───── Extracted text

I can recall a comment by Sri Ramana that the one pefectly harmless
way to practice retention of the breath was to do it only on the in
I think the point in these warnings is intended to the overly
exuberant observer. That is, if one spends all one's time on the
technique it can be harmful. The 20 minutes a day thing is nowhere
near enough. An example is myself. I was pretty avid. Breath
irregularities and sleep apnia began and I slacked off.
In the biography of Omraam Mikhael Aivanhow by Georg Feuerstein,
which he was paid to write by the estate of the Eastern European
Mystic, a telling example of harm is described. He wrote of Omraam's
immense focus on Ramacharaka's technique, which is about what Bob has
delineated. He became seriously ill. But he was really into it.
Doing it all the time. Georg makes it clear he did not approve of
Ramacharaka' cavalier attitude either.

──────────

Work item »
Reproduce the comment on breath retention above in full, character for character.

───── Provided data

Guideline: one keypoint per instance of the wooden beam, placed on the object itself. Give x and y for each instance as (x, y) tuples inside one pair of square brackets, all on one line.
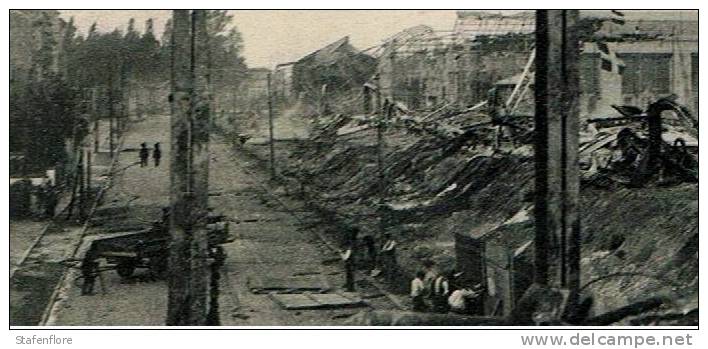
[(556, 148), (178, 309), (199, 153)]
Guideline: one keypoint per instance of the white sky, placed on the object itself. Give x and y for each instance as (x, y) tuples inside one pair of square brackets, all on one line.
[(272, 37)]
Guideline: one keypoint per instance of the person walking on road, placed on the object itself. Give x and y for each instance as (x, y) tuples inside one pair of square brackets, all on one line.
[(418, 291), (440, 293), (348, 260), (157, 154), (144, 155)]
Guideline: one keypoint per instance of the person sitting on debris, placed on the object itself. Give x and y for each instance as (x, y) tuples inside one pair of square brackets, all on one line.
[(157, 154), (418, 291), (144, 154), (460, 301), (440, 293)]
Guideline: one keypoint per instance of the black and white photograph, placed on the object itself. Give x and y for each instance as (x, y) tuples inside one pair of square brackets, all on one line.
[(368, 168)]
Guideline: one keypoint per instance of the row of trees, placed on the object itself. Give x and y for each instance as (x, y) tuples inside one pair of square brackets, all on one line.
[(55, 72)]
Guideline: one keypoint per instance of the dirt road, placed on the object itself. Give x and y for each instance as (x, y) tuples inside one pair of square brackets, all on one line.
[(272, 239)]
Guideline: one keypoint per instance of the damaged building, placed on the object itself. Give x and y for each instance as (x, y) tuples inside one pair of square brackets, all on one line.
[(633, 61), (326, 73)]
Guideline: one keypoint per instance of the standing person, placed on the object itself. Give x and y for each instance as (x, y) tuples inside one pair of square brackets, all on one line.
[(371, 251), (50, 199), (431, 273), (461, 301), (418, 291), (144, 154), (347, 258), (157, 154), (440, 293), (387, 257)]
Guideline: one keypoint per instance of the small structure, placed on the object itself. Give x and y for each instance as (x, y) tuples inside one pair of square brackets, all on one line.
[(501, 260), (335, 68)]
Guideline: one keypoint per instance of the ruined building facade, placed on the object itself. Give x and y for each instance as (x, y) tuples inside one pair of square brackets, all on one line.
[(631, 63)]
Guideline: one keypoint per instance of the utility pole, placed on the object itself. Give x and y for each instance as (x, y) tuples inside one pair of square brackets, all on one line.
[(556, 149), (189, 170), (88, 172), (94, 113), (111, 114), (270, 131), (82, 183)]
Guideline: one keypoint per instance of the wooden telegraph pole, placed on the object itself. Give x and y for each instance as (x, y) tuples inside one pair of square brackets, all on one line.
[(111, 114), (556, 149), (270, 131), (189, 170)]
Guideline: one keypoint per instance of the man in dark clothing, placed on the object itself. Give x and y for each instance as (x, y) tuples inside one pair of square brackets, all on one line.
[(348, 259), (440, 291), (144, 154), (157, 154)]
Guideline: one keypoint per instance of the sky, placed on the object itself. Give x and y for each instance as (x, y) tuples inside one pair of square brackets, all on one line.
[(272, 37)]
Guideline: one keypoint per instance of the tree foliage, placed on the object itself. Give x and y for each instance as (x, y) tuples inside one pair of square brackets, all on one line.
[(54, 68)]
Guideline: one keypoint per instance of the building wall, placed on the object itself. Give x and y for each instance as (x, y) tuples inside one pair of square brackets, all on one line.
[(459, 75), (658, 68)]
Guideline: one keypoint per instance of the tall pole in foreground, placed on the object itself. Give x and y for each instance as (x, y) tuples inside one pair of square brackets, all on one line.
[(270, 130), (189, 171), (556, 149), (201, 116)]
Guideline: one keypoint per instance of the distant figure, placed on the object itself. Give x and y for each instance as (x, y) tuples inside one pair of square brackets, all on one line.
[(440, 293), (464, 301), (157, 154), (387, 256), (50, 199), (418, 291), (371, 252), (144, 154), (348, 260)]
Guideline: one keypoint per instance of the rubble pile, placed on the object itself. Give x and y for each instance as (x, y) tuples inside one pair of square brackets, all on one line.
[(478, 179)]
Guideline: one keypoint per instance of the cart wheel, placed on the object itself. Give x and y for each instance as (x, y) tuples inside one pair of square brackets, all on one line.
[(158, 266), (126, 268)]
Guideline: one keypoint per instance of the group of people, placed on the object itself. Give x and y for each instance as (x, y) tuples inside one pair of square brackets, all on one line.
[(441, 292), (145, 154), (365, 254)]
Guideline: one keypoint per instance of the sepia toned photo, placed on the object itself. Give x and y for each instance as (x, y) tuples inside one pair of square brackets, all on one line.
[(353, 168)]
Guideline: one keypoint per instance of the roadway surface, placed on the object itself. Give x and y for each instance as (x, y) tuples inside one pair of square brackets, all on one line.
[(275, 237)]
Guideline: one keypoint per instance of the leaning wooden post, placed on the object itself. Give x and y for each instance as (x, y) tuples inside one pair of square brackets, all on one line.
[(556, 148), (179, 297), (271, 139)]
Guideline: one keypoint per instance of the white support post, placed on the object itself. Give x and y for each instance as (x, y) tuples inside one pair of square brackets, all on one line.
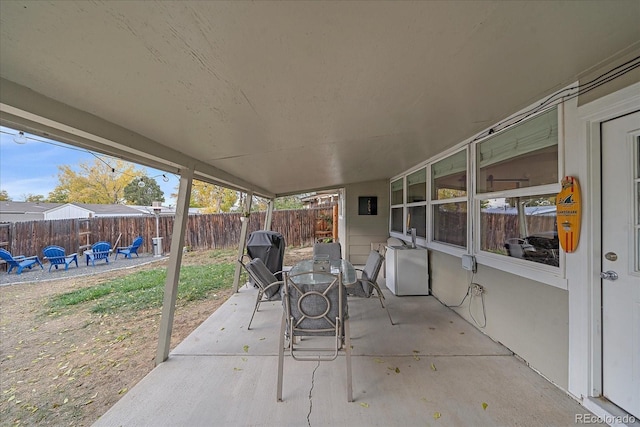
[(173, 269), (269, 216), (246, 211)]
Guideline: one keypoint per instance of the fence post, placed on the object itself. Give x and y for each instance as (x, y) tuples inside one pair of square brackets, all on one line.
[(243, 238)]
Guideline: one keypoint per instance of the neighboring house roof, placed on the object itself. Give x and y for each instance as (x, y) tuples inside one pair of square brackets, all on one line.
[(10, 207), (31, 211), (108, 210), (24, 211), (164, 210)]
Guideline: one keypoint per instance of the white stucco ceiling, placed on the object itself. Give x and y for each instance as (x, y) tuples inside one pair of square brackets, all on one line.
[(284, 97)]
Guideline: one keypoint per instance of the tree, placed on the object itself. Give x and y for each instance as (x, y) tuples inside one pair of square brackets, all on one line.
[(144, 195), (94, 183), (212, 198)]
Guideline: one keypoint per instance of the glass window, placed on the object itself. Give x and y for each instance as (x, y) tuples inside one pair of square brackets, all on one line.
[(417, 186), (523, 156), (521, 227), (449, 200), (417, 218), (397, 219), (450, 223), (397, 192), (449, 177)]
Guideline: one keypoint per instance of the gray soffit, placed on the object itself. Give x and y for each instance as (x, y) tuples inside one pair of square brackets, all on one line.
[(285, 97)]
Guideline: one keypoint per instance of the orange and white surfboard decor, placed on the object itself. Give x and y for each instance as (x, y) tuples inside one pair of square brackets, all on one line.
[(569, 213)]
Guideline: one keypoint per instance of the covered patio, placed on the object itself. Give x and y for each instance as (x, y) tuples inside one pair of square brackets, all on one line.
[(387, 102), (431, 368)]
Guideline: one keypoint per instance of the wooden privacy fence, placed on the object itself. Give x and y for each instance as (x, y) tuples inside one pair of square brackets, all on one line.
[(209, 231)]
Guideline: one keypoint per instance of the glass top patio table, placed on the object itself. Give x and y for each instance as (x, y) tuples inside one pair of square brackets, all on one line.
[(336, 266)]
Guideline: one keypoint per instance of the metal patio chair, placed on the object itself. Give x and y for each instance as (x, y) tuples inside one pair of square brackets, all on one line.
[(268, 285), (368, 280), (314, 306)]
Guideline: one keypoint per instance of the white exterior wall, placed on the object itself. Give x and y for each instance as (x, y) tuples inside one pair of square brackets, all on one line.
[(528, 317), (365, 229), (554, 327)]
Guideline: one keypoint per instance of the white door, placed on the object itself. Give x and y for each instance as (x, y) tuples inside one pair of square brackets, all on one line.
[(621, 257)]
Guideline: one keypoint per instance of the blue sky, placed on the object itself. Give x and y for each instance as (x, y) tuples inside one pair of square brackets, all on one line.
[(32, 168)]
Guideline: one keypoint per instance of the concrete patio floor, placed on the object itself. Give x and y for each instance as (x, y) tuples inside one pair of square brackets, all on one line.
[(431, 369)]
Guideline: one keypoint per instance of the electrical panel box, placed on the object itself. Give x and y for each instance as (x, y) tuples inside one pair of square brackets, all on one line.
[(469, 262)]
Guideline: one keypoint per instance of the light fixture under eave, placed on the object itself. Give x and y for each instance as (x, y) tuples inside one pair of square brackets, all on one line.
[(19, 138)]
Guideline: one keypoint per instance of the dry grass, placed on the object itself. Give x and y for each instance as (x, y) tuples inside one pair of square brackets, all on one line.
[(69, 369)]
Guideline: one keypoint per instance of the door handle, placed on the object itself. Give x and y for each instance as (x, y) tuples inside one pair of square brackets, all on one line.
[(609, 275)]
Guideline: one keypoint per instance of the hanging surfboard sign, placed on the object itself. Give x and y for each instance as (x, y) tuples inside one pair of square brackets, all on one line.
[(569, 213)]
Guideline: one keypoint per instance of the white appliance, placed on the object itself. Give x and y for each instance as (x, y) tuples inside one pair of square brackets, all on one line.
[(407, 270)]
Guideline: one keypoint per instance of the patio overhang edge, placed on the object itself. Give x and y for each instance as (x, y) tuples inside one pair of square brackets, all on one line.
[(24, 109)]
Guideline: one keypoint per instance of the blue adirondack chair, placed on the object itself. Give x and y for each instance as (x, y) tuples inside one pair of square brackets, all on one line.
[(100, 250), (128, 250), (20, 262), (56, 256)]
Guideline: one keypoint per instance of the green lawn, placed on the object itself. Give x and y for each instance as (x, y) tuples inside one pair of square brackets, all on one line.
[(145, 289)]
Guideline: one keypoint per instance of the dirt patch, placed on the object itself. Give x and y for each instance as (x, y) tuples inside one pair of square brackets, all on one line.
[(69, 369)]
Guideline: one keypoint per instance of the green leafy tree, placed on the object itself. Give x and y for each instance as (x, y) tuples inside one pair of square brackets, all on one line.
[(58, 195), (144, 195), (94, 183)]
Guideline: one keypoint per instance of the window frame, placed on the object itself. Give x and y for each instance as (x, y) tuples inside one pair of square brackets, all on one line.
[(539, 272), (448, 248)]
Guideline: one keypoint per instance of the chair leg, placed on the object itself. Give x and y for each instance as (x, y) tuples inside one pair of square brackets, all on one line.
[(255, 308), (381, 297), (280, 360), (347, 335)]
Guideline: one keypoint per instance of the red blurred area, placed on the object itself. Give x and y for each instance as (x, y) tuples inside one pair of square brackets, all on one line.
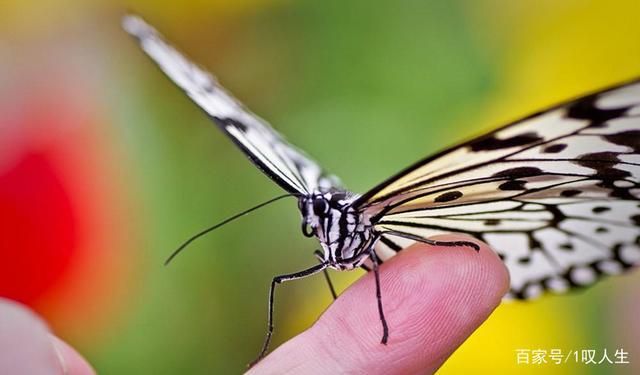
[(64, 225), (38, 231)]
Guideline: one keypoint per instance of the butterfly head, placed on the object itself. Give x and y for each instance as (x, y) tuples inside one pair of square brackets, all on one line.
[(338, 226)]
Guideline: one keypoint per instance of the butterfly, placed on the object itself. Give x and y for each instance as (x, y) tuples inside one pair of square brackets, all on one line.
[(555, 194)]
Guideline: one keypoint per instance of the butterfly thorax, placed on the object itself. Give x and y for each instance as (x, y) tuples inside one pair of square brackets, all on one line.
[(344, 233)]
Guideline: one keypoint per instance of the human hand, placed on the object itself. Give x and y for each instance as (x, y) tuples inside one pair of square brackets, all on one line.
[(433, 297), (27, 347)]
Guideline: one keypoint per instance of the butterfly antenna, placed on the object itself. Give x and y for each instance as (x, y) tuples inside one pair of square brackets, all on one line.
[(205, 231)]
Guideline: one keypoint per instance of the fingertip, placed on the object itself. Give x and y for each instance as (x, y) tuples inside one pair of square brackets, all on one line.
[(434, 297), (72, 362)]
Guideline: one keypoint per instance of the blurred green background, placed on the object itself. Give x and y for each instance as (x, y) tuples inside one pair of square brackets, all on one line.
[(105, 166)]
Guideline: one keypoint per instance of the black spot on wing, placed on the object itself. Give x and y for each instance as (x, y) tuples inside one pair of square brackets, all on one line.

──────────

Problem solution »
I can recall a comment by Sri Ramana that the one pefectly harmless
way to practice retention of the breath was to do it only on the in
I think the point in these warnings is intended to the overly
exuberant observer. That is, if one spends all one's time on the
technique it can be harmful. The 20 minutes a day thing is nowhere
near enough. An example is myself. I was pretty avid. Breath
irregularities and sleep apnia began and I slacked off.
In the biography of Omraam Mikhael Aivanhow by Georg Feuerstein,
which he was paid to write by the estate of the Eastern European
Mystic, a telling example of harm is described. He wrote of Omraam's
immense focus on Ramacharaka's technique, which is about what Bob has
delineated. He became seriously ill. But he was really into it.
Doing it all the time. Georg makes it clear he did not approve of
Ramacharaka' cavalier attitude either.